• **WRITTEN TASK**: Arrange the stretch of data from its first line through the line containing "37, 279, 75, 450", both ends included, as a Markdown table with the columns Row and Line, numbering each line and omitting blank lines.

• **EXTRACTED RECORDS**:
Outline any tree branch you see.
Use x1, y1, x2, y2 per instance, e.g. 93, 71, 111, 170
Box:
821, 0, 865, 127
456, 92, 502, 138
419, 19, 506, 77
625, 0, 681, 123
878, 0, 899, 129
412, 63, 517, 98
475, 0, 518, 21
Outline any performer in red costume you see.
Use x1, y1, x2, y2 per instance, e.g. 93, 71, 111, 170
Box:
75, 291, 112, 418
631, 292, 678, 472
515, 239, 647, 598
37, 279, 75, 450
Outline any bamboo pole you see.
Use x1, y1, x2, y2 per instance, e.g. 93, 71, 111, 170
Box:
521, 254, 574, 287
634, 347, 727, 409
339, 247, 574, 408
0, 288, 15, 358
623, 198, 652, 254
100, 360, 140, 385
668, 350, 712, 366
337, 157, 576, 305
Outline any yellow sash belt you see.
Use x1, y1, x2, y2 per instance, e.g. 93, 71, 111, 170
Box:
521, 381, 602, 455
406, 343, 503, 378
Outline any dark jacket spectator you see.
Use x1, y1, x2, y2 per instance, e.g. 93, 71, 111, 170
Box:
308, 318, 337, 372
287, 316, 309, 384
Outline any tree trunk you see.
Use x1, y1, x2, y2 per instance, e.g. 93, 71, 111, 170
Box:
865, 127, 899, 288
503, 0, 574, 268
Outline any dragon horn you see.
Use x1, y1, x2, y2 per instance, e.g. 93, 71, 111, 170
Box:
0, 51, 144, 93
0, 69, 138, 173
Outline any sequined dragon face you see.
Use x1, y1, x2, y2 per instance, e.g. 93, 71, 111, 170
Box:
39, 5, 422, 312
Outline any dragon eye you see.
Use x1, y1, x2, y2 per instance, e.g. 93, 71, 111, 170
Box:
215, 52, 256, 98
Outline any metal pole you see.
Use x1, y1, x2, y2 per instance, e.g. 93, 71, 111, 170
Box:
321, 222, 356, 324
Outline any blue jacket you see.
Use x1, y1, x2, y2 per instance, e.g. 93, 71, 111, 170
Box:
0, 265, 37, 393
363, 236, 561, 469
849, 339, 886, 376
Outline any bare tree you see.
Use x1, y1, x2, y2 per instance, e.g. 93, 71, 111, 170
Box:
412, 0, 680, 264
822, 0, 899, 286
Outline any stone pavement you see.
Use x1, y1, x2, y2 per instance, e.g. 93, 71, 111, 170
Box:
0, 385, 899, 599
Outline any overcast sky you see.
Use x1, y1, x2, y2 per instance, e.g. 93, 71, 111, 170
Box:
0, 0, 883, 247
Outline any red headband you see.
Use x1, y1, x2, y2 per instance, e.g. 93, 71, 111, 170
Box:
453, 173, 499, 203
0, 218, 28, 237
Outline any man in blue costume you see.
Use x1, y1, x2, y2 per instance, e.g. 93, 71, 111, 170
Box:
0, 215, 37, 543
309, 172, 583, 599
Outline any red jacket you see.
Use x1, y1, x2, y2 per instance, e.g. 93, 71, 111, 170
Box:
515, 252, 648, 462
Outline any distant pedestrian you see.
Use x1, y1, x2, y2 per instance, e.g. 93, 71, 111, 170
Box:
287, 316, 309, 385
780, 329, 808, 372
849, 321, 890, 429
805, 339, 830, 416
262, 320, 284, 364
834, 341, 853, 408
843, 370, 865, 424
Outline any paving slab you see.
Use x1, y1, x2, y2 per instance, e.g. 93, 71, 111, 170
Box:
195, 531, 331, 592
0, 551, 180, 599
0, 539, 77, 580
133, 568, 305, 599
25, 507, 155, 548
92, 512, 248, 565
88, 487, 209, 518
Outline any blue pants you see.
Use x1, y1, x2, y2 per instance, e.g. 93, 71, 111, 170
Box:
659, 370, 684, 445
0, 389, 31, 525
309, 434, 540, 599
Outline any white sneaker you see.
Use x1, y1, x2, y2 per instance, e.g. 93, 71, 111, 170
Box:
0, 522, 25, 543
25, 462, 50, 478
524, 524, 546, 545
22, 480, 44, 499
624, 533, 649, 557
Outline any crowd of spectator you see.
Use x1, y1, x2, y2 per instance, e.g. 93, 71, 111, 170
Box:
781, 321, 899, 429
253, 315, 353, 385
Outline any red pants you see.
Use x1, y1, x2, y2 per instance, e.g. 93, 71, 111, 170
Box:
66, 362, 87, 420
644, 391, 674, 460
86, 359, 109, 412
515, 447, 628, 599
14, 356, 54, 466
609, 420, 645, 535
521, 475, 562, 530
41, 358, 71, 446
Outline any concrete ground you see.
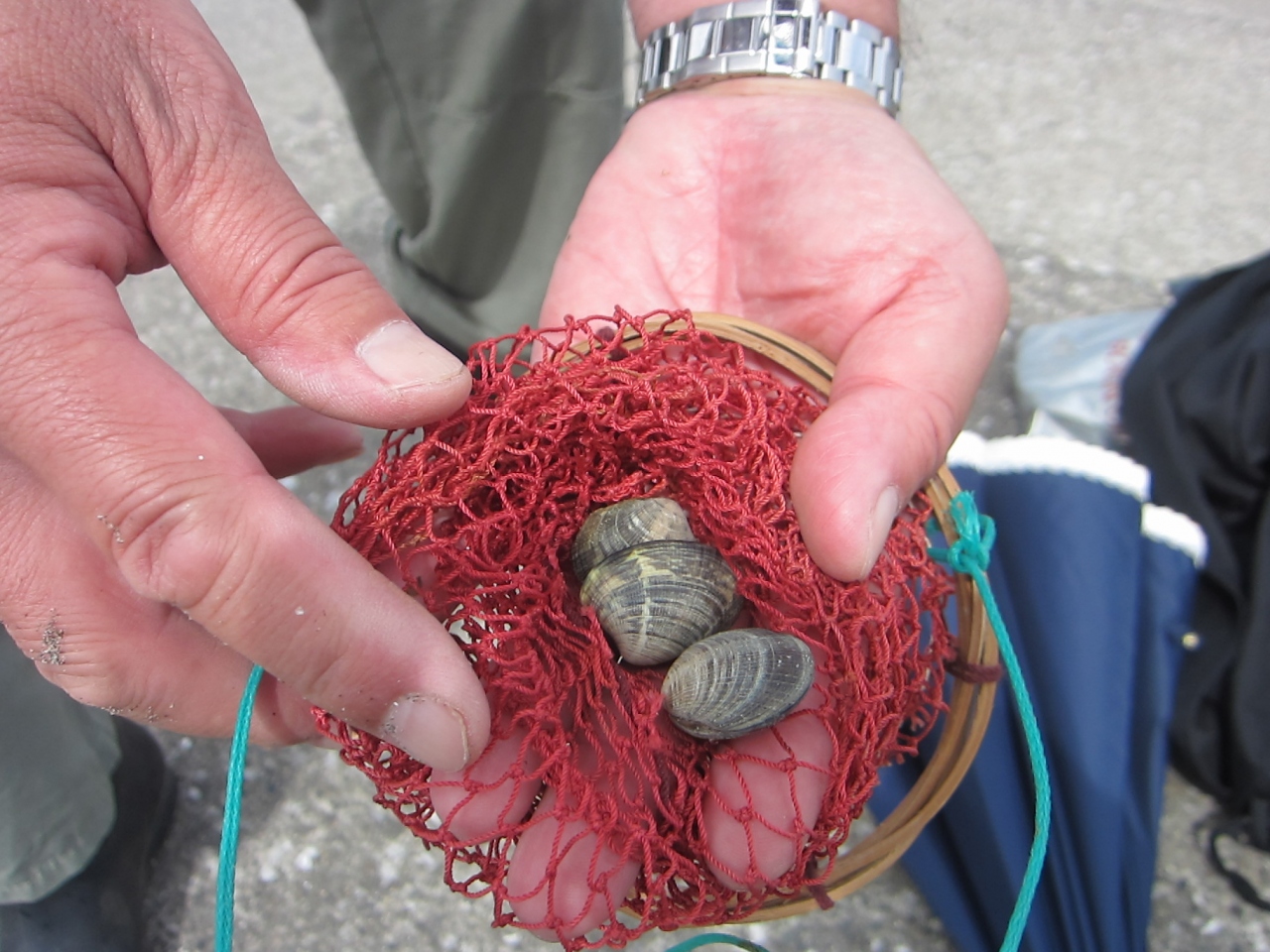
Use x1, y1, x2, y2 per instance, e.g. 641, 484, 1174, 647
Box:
123, 0, 1270, 952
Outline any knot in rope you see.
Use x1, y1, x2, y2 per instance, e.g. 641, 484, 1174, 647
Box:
930, 490, 997, 575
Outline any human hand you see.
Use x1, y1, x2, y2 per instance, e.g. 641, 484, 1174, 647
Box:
0, 0, 489, 768
439, 77, 1007, 938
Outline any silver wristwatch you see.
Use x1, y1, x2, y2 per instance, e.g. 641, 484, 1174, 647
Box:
635, 0, 903, 115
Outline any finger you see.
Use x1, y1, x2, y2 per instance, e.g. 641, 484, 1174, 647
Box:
221, 407, 363, 479
507, 789, 639, 942
0, 453, 317, 744
428, 729, 543, 844
0, 260, 489, 770
702, 674, 833, 892
81, 3, 470, 427
790, 255, 1008, 580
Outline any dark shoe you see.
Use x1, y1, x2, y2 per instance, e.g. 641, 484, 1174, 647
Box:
0, 717, 177, 952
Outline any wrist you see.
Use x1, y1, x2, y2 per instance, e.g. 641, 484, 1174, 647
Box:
627, 0, 899, 44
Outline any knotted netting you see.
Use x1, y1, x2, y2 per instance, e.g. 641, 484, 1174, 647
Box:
318, 311, 955, 949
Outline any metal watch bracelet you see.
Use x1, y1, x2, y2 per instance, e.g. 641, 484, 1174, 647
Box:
635, 0, 903, 115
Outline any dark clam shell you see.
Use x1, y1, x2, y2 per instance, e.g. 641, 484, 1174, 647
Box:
662, 629, 816, 740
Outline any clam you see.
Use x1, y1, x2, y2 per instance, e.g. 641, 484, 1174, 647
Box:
581, 539, 740, 665
572, 496, 696, 579
662, 629, 816, 740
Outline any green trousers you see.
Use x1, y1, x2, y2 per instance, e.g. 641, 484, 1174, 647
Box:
0, 0, 622, 902
0, 629, 119, 903
299, 0, 622, 353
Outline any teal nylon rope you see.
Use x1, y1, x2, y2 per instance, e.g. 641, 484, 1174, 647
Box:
666, 932, 767, 952
216, 665, 264, 952
931, 491, 1051, 952
216, 493, 1051, 952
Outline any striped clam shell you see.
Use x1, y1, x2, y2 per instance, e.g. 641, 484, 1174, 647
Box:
572, 496, 696, 579
581, 539, 740, 665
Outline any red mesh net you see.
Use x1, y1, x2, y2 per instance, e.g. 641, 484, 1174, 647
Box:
318, 311, 953, 949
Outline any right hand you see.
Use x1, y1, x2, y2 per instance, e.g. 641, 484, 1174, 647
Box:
0, 0, 489, 768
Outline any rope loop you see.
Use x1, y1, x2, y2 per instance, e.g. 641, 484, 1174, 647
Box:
930, 491, 997, 575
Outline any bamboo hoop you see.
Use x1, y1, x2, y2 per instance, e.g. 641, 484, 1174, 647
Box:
604, 312, 998, 921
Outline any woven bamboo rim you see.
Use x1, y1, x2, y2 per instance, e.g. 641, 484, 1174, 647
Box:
599, 312, 998, 921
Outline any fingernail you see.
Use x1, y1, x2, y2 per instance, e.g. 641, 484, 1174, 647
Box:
860, 486, 899, 579
357, 321, 464, 387
384, 694, 471, 771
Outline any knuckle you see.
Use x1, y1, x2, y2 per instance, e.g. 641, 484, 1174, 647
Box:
109, 477, 253, 616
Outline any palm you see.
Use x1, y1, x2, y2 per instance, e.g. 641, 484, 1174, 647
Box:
444, 81, 1006, 934
544, 87, 1006, 577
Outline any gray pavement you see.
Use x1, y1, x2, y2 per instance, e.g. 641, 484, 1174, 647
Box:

• **COMPLETE RESPONSE**:
| Row | Line |
|---|---|
| 1 | Outline any tree branch you see. |
| 2 | Use x1, y1, x2, y2 per instance, e.g. 93, 71, 111, 170 |
| 3 | Box: |
| 4 | 821, 0, 865, 127 |
| 5 | 456, 92, 502, 138 |
| 6 | 419, 19, 506, 77 |
| 7 | 625, 0, 681, 123 |
| 8 | 878, 0, 899, 129 |
| 9 | 412, 63, 517, 98 |
| 10 | 475, 0, 518, 21 |
| 11 | Outline any performer in red costume you see. |
| 12 | Use x1, y1, x2, y2 per instance, e.g. 93, 71, 111, 170 |
| 13 | Box: |
| 14 | 75, 291, 112, 418 |
| 15 | 631, 292, 678, 472 |
| 16 | 515, 239, 647, 598 |
| 17 | 37, 279, 75, 450 |